Start of PASSAGE

Crosstalk between SET7/9-dependent methylation and ARTD1-mediated ADP-ribosylation of histone H1.4
1 Institute of Veterinary Biochemistry and Molecular Biology, University of Zurich, Winterthurerstrasse 190, Zurich, 8057, Switzerland
2 Life Science Zurich Graduate School, Molecular Life Science Program, University of Zurich, Zurich, Switzerland
Epigenetics & Chromatin 2013, 6:1 doi:10.1186/1756-8935-6-1Published: 5 January 2013
Different histone post-translational modifications (PTMs) fine-tune and integrate different cellular signaling pathways at the chromatin level. ADP-ribose modification of histones by cellular ADP-ribosyltransferases such as ARTD1 (PARP1) is one of the many elements of the histone code. All 5 histone proteins were described to be ADP-ribosylated in vitro and in vivo. However, the crosstalk between ADP-ribosylation and other modifications is little understood.

End of PASSAGE

CHECK YOUR UNDERSTANDING:
1. According to the article, how many histone proteins were described as ADP-ribosylated in vitro and in vivo?
2. Transcribe the part of the article starting at "Crosstalk between SET7/9-dependent" and ending at "is little understood.".
3. List every unit of the University of Zurich named in the affiliations of the article.

Start of INFORMATION GIVEN

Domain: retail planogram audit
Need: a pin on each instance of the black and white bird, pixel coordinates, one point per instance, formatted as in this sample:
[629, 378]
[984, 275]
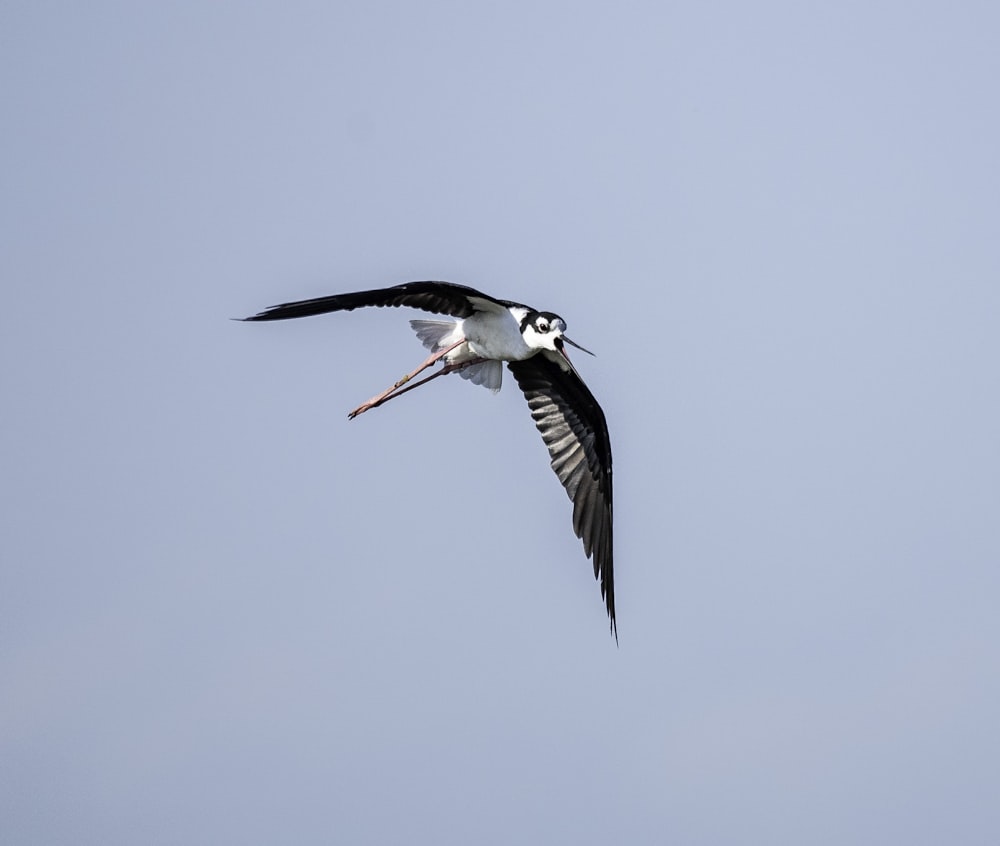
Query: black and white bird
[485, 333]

End of INFORMATION GIVEN
Start of INFORMATION GIVEN

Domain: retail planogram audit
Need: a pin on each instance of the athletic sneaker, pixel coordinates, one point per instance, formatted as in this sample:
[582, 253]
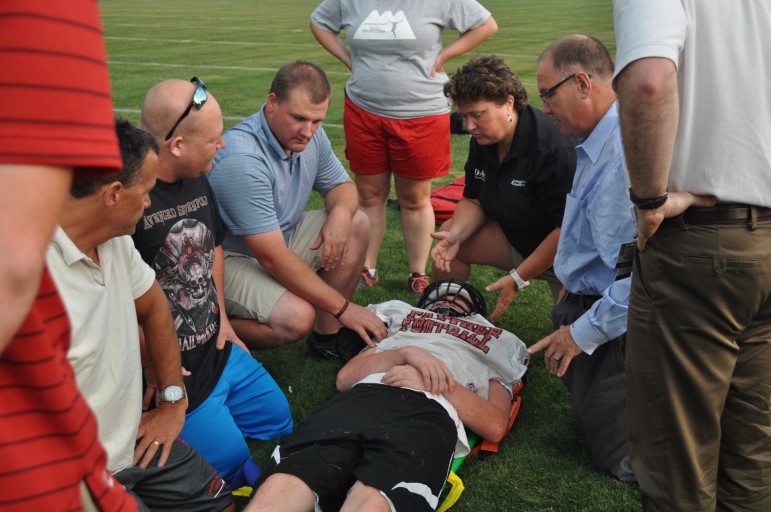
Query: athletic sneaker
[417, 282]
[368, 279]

End of INFORMATION GIVEN
Start of INFORMATION GIVEN

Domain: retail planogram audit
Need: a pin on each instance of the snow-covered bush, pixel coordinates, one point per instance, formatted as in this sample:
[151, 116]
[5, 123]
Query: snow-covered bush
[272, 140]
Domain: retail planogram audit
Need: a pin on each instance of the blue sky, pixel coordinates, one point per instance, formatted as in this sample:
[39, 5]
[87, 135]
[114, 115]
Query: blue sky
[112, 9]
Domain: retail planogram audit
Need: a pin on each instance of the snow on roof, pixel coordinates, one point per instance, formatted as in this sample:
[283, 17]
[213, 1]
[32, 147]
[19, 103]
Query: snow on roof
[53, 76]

End of INFORMATION GIVEN

SOLUTIONS BELOW:
1. All 5 histone proteins were described as ADP-ribosylated in vitro and in vivo.

2.
Crosstalk between SET7/9-dependent methylation and ARTD1-mediated ADP-ribosylation of histone H1.4
1 Institute of Veterinary Biochemistry and Molecular Biology, University of Zurich, Winterthurerstrasse 190, Zurich, 8057, Switzerland
2 Life Science Zurich Graduate School, Molecular Life Science Program, University of Zurich, Zurich, Switzerland
Epigenetics & Chromatin 2013, 6:1 doi:10.1186/1756-8935-6-1Published: 5 January 2013
Different histone post-translational modifications (PTMs) fine-tune and integrate different cellular signaling pathways at the chromatin level. ADP-ribose modification of histones by cellular ADP-ribosyltransferases such as ARTD1 (PARP1) is one of the many elements of the histone code. All 5 histone proteins were described to be ADP-ribosylated in vitro and in vivo. However, the crosstalk between ADP-ribosylation and other modifications is little understood.

3. Institute of Veterinary Biochemistry and Molecular Biology; Life Science Zurich Graduate School; Molecular Life Science Program